• Aim:
Reproduce exactly the line in which "Verify that every instance of the wooden" occurs and all the lines after it, ending with the last line.

• Input:
#####

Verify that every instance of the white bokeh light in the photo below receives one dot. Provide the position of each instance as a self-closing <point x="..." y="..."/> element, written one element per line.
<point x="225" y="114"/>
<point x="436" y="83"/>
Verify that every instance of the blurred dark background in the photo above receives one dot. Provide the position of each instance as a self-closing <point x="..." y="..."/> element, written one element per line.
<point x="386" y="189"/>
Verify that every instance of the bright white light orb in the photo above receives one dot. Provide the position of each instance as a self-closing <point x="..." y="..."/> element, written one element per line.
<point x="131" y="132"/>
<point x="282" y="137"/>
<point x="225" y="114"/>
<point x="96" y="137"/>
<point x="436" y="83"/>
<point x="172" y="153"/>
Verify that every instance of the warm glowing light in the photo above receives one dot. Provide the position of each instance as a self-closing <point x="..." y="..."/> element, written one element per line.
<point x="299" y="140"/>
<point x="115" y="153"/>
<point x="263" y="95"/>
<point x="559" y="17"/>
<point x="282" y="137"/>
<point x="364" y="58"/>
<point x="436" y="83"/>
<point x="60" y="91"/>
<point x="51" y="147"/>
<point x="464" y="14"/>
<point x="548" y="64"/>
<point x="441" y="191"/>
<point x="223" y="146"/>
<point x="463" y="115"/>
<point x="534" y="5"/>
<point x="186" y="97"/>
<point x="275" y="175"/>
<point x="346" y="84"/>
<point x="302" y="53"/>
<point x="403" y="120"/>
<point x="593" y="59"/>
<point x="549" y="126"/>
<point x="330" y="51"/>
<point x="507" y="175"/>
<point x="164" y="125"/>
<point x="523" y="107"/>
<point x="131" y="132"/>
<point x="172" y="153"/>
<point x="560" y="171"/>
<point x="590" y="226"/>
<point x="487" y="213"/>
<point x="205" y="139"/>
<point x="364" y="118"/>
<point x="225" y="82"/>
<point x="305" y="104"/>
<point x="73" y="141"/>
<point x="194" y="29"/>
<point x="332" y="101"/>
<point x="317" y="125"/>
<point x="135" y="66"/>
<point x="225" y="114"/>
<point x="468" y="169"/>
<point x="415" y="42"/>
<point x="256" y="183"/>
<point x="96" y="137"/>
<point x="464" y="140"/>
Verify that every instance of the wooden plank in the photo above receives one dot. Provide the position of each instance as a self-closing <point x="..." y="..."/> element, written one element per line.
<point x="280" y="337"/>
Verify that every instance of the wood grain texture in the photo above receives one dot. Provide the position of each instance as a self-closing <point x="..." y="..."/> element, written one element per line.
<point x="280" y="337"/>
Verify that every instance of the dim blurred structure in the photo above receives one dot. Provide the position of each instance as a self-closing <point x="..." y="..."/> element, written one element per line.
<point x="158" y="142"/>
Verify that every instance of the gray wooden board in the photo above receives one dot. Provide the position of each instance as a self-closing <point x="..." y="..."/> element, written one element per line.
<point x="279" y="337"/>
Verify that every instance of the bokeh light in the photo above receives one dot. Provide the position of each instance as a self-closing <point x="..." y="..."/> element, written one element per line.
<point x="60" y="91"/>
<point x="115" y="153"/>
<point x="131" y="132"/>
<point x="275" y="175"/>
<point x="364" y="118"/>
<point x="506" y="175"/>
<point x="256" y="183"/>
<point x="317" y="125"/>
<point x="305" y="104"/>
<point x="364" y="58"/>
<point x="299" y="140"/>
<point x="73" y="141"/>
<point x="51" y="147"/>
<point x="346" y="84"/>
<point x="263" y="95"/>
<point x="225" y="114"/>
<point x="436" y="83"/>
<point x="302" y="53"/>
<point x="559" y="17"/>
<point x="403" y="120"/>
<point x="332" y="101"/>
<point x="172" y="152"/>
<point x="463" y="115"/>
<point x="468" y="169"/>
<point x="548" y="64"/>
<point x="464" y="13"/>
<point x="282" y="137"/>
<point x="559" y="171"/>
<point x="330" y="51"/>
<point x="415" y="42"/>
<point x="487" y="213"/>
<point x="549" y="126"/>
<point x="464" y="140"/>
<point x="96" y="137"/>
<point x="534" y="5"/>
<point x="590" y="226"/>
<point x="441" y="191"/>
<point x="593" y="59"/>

#####

• In response:
Verify that every instance of the wooden plank in the photo above receives one dot. Provide the position of each instance as a self-closing <point x="..." y="..."/> element, written one element per line.
<point x="280" y="337"/>
Verify that every instance of the wood grain texture in the photo above receives one dot. Provide the position of each instance as a self-closing <point x="..." y="..."/> element, written one element per line.
<point x="280" y="337"/>
Verify that every instance of the dim blurred structure in the photo above receives one dot. Provide the position of each instance as a self-closing <point x="..." y="..."/> element, written one element per line.
<point x="158" y="142"/>
Verify that every instance of the gray wooden board in the photo above receives one dot. Provide the position of each instance as a self-closing <point x="..." y="..."/> element, written one element per line.
<point x="279" y="337"/>
Verify that every instance of the bokeh light in the photo above receives one dot. Provide the position of each instance as a self-closing <point x="..." y="..."/> element, written one element per line.
<point x="60" y="91"/>
<point x="115" y="153"/>
<point x="131" y="132"/>
<point x="275" y="175"/>
<point x="364" y="118"/>
<point x="506" y="175"/>
<point x="256" y="183"/>
<point x="317" y="125"/>
<point x="305" y="104"/>
<point x="364" y="58"/>
<point x="299" y="140"/>
<point x="73" y="141"/>
<point x="51" y="147"/>
<point x="346" y="84"/>
<point x="263" y="95"/>
<point x="225" y="114"/>
<point x="436" y="83"/>
<point x="302" y="53"/>
<point x="559" y="17"/>
<point x="403" y="120"/>
<point x="332" y="101"/>
<point x="172" y="152"/>
<point x="463" y="115"/>
<point x="468" y="169"/>
<point x="548" y="64"/>
<point x="464" y="13"/>
<point x="282" y="137"/>
<point x="559" y="171"/>
<point x="330" y="51"/>
<point x="415" y="42"/>
<point x="487" y="213"/>
<point x="549" y="126"/>
<point x="464" y="140"/>
<point x="96" y="137"/>
<point x="534" y="5"/>
<point x="590" y="226"/>
<point x="441" y="191"/>
<point x="593" y="59"/>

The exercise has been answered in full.